■ EXERCISE ■
In the data beneath this task, how many lines contain "girl"? Answer with the number only.

■ RECORDS SHOWN ■
--- START ---

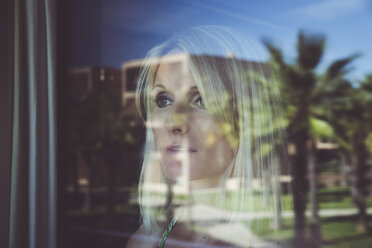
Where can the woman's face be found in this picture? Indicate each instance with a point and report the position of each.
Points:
(187, 138)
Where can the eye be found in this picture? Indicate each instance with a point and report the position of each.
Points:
(163, 101)
(199, 101)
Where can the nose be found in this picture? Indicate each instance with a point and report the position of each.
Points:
(178, 121)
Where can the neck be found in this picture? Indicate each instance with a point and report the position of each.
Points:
(205, 183)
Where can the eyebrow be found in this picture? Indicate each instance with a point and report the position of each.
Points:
(162, 86)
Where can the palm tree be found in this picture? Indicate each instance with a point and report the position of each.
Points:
(300, 87)
(352, 120)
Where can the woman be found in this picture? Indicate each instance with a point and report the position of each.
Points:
(213, 130)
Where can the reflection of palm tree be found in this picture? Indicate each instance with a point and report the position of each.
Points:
(300, 91)
(349, 111)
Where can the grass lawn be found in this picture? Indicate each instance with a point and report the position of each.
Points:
(336, 232)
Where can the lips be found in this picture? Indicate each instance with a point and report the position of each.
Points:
(175, 148)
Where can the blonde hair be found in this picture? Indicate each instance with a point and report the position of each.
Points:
(243, 99)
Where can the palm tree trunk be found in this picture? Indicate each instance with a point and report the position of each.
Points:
(360, 182)
(344, 169)
(315, 233)
(299, 190)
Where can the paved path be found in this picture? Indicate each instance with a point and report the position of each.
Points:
(236, 232)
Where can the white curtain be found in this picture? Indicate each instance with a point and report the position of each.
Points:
(33, 173)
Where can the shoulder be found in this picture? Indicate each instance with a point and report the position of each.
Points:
(142, 239)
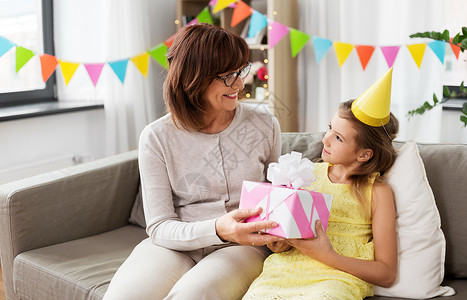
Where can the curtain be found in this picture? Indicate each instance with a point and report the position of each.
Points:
(323, 85)
(89, 31)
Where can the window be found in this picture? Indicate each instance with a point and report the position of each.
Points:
(28, 24)
(455, 68)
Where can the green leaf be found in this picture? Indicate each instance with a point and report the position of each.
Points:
(446, 35)
(464, 108)
(455, 40)
(463, 45)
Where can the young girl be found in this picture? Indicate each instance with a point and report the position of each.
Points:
(359, 248)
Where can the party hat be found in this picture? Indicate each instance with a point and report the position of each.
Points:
(373, 106)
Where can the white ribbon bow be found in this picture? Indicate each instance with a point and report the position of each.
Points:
(292, 171)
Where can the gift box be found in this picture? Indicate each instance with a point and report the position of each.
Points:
(295, 210)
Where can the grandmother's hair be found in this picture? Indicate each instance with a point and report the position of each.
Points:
(378, 139)
(199, 53)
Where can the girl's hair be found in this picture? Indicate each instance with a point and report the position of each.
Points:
(378, 139)
(199, 53)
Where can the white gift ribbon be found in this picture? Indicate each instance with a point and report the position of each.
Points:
(292, 171)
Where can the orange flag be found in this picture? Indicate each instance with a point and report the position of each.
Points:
(241, 12)
(364, 53)
(48, 65)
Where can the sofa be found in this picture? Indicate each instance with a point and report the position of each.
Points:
(65, 233)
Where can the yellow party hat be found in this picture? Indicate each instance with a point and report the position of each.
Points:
(373, 106)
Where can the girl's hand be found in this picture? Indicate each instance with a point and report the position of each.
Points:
(319, 248)
(232, 227)
(280, 246)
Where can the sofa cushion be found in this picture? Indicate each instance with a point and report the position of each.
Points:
(421, 243)
(446, 168)
(137, 212)
(79, 269)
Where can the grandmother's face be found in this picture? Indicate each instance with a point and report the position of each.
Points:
(222, 98)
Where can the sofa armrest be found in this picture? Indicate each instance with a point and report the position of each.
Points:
(68, 204)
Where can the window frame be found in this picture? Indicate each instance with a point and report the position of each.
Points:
(48, 93)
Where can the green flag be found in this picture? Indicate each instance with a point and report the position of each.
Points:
(204, 16)
(159, 53)
(298, 39)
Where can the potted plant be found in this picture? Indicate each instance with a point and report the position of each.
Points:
(460, 40)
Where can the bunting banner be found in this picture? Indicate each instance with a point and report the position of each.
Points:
(257, 22)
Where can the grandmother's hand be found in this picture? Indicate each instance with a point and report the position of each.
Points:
(279, 246)
(232, 227)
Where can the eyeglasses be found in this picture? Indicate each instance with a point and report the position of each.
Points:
(230, 79)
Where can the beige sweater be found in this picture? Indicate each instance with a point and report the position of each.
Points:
(190, 178)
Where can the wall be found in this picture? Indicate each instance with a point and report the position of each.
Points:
(27, 142)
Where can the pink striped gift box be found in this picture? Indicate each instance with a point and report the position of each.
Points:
(295, 210)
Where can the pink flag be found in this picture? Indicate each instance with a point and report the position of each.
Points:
(390, 53)
(94, 71)
(276, 33)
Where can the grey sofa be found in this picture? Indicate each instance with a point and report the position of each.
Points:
(64, 234)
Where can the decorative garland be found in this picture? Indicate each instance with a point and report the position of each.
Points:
(258, 22)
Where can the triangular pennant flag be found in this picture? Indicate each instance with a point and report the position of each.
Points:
(455, 49)
(5, 46)
(68, 70)
(94, 71)
(23, 55)
(257, 22)
(168, 42)
(439, 48)
(298, 40)
(276, 33)
(204, 16)
(342, 51)
(48, 65)
(390, 54)
(141, 62)
(364, 53)
(159, 53)
(417, 51)
(192, 22)
(221, 4)
(119, 68)
(241, 12)
(321, 47)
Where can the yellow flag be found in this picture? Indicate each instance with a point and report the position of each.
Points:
(417, 51)
(142, 63)
(68, 70)
(221, 4)
(342, 51)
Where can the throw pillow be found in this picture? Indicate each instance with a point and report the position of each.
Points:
(137, 212)
(421, 243)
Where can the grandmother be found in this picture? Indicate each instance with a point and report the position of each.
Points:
(192, 163)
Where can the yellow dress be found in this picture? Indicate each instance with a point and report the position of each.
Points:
(293, 275)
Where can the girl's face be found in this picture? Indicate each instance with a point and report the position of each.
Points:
(340, 146)
(221, 98)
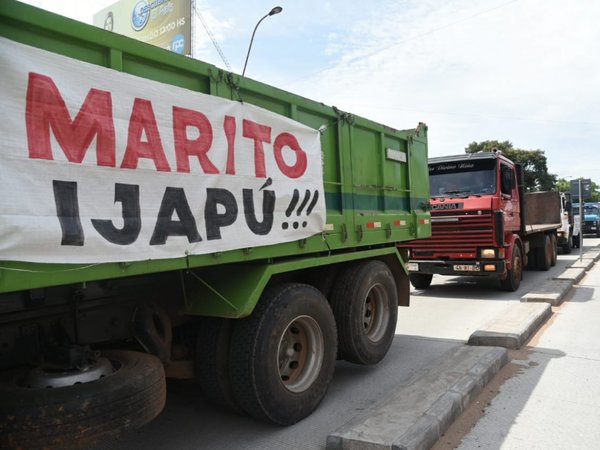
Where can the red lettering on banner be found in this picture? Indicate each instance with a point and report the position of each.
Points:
(289, 140)
(46, 109)
(261, 134)
(229, 127)
(46, 113)
(143, 121)
(184, 147)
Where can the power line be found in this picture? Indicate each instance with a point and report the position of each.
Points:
(212, 37)
(433, 30)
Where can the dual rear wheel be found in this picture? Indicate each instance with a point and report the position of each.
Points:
(276, 364)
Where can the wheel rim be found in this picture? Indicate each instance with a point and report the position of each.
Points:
(300, 353)
(376, 313)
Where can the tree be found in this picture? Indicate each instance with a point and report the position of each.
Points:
(533, 163)
(563, 185)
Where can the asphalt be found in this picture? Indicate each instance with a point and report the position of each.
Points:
(416, 414)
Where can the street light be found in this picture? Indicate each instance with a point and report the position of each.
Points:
(275, 10)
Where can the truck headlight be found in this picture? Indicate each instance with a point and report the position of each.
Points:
(487, 253)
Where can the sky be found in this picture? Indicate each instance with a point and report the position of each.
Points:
(524, 71)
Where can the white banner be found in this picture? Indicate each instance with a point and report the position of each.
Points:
(99, 166)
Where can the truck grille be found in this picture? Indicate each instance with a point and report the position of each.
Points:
(453, 233)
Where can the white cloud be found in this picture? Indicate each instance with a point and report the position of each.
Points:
(520, 70)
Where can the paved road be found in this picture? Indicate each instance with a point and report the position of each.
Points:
(553, 401)
(439, 320)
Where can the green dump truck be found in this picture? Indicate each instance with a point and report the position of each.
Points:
(160, 217)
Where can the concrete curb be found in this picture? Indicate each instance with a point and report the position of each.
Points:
(514, 327)
(574, 274)
(417, 414)
(584, 263)
(551, 292)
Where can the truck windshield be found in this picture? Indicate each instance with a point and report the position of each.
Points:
(462, 178)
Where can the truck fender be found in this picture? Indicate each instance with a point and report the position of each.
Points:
(513, 240)
(152, 329)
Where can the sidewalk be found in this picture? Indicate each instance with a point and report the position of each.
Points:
(551, 399)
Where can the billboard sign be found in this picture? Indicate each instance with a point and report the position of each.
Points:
(164, 23)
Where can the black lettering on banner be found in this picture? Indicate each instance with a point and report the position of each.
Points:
(129, 196)
(259, 228)
(67, 211)
(214, 220)
(174, 200)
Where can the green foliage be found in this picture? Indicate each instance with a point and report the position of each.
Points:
(563, 185)
(533, 162)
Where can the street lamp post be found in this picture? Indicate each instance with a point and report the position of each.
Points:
(275, 10)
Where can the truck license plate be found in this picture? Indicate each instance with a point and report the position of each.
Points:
(466, 267)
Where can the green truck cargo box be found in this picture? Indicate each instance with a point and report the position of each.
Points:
(149, 198)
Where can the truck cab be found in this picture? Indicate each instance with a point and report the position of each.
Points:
(591, 217)
(569, 233)
(476, 209)
(483, 223)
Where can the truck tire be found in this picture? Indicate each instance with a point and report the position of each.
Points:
(212, 362)
(554, 254)
(79, 415)
(421, 280)
(513, 276)
(544, 254)
(365, 306)
(283, 356)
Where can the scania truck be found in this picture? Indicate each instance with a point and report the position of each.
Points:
(160, 217)
(483, 223)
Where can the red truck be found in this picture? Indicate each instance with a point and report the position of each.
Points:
(483, 224)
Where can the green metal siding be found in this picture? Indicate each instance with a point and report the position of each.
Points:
(362, 186)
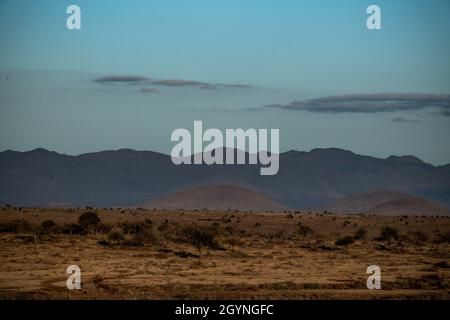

--- END ---

■ TASK RESPONSE ■
4